» **PROBLEM STATEMENT**: Reproduce verbatim the part of the rows below that opens with the line containing "Question. Provide the position of each instance of the soccer" and closes with the line containing "x=263 y=265", including both of those lines. Leave out the pictures.

» **MATERIAL SUPPLIED**:

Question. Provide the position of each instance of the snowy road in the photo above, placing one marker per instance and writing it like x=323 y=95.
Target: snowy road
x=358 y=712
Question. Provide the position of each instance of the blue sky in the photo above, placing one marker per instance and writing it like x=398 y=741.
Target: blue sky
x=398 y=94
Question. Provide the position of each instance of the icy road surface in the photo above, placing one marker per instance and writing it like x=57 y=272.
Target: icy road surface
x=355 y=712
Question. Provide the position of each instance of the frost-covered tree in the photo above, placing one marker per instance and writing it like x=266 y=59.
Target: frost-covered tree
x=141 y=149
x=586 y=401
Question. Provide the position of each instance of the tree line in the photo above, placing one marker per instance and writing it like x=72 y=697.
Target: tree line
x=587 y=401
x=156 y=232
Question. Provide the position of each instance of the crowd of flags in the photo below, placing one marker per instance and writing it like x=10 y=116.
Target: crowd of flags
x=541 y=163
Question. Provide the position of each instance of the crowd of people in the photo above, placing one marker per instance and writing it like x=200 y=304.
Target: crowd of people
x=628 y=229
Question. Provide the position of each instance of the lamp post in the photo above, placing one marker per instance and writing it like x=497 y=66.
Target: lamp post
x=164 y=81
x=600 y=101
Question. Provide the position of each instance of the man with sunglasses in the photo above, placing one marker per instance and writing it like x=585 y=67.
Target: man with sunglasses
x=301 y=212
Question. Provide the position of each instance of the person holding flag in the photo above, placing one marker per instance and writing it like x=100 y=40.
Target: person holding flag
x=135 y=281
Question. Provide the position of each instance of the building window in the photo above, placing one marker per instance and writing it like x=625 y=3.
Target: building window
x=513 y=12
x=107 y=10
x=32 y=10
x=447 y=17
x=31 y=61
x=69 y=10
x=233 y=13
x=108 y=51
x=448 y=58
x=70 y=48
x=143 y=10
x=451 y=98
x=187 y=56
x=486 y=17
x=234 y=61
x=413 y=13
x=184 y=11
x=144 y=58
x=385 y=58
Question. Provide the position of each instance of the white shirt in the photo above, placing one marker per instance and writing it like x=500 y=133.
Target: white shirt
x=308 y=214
* * *
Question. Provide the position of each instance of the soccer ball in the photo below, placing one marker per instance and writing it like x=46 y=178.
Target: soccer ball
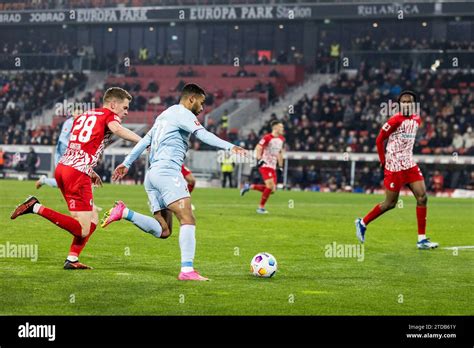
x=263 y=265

» **TASK ANSWER**:
Question. Provide the position of each instance of the soccer ball in the photo below, placing one marker per instance and writing it like x=46 y=178.
Target: soccer ball
x=263 y=265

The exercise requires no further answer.